» WHAT YOU SHOULD DO
Return every line in the entries below that contains the string "target". Case counts.

[Begin DATA SHOWN]

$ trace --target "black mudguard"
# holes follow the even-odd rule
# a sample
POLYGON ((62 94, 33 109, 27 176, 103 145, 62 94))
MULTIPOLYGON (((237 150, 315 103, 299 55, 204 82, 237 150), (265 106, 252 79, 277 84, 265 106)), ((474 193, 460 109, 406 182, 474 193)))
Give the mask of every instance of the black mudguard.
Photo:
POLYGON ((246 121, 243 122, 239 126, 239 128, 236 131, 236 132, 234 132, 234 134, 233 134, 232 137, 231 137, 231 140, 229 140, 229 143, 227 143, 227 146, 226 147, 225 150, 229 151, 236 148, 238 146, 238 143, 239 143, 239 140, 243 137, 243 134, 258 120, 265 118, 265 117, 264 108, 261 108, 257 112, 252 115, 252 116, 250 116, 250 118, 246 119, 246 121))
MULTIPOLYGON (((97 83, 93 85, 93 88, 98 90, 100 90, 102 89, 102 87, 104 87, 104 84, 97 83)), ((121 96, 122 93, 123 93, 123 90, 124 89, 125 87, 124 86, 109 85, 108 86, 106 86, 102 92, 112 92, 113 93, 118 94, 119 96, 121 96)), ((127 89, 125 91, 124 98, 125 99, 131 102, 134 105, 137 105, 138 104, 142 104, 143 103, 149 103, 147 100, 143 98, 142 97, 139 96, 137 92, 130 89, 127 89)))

[End DATA SHOWN]
[Begin DATA SHOWN]

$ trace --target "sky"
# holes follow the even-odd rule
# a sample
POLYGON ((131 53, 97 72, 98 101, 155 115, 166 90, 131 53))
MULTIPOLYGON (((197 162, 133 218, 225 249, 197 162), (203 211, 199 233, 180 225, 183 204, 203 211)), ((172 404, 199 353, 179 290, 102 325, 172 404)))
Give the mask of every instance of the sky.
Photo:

[End DATA SHOWN]

» RESULT
$ trace --target "black mudguard"
$ trace --target "sky"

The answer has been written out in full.